■ **Selected excerpt**:
Well, I took two months off from monthly and weekly goals as an experiment and I think it’s time to get back to them. I’m undecided if it was a good thing or not. I like having intentions in the back of my mind as I go about my days because it helps me to make better choices. But if the goals feel too overwhelming, then I feel, well, overwhelmed. But even without goals, I’ve really been flailing these last two months. So if I’m going to be overwhelmed either way, I might as well have those grounding intentions to get me back on track.
I think the key to setting goals for myself is to limit it to only a few, choose things that I definitely feel like I can achieve, and pick things that will genuinely give me a better life. I’m taking a break this year from trying to be “successful.” Even productive, if I’m honest. I want to be HAPPY. I want to be healthy. I want to feel full of joy and warmth, not on the brink of tears and desperate to escape my life. So I thought hard about what I want my March to look like and only wrote out goals that will help me achieve that happier life.
1. Go through my social media accounts and unfollow anything that brings me down. In turn, seek out accounts that will genuinely inspire me and help me on my journey.
I’ve realized recently how happy I am when I see a pretty and concise instagram post that promotes body positivity or taking care of yourself mentally. I’ve also noticed in the last year how some “inspirational” accounts only make me feel like a failure. I need to find and follow only the ones that help ME. I want to clean up the messages that flow into me every time I’m scrolling through my phone and save a collection of quotes and images that will inspire me on the hard days.
2. Go out on (at least) two days with Greg. Out of the house.

■ **Task description**: In the post about March goals, how long did the writer take off from monthly and weekly goals?

■ **Given data**:

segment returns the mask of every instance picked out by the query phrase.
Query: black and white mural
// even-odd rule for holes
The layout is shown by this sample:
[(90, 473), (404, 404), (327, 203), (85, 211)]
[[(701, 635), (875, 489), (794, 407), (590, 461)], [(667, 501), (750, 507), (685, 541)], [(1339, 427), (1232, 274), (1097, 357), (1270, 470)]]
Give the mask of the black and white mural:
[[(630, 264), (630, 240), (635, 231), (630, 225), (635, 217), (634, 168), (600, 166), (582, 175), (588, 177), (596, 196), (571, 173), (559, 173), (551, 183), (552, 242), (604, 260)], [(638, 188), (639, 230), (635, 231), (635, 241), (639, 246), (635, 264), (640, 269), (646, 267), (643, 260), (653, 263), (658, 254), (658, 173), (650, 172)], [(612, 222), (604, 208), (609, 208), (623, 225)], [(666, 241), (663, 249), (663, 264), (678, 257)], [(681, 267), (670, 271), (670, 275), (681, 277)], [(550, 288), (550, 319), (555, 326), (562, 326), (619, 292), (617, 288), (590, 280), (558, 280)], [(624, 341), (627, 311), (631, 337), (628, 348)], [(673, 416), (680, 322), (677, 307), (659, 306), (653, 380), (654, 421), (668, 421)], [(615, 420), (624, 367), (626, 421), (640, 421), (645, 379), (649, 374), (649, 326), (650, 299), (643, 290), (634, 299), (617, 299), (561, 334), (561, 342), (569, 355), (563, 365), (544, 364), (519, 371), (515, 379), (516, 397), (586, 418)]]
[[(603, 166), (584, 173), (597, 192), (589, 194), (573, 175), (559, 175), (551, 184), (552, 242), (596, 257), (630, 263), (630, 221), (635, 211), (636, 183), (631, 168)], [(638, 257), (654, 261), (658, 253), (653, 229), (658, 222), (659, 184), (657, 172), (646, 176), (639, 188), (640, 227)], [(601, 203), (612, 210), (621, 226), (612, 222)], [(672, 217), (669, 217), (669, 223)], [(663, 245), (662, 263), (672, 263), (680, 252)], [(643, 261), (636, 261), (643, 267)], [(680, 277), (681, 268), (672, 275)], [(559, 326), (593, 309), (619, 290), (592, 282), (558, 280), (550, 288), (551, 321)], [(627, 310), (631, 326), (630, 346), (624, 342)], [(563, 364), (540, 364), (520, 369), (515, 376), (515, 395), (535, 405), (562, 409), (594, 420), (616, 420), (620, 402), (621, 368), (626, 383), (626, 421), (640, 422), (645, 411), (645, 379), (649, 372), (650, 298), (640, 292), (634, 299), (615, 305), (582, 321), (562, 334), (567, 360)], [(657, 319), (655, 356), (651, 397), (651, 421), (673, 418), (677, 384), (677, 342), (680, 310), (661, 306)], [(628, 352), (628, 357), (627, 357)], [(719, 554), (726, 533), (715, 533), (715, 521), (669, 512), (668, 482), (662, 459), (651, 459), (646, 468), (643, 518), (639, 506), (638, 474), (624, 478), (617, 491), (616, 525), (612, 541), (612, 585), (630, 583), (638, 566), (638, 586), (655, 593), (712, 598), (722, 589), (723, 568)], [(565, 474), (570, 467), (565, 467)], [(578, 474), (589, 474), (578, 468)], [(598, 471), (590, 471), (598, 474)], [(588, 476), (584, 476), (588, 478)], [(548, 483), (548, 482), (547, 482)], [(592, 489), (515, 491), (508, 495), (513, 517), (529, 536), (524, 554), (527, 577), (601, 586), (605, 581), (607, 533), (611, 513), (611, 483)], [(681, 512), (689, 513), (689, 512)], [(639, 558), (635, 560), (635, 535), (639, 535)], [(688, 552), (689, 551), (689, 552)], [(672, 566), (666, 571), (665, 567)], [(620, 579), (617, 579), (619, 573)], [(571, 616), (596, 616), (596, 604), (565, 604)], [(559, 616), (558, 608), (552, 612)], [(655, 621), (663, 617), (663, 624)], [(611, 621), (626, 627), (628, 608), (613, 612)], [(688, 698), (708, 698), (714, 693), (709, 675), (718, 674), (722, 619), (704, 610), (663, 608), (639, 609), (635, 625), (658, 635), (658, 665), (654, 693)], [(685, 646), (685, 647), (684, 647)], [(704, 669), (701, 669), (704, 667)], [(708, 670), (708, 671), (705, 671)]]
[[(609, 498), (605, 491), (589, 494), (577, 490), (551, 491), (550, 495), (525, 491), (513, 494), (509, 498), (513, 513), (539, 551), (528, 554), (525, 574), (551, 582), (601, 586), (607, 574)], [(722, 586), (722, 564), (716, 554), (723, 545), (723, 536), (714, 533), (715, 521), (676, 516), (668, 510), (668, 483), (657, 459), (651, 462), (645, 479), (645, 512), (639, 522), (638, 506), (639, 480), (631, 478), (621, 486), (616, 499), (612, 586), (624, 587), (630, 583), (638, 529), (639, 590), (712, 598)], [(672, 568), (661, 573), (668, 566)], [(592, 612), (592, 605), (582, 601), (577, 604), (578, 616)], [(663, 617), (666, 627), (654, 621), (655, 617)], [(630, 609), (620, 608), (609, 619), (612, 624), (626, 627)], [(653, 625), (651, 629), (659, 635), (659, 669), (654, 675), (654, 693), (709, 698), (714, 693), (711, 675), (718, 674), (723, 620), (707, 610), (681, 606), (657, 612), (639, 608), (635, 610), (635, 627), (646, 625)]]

■ **Completed exercise**: Two months.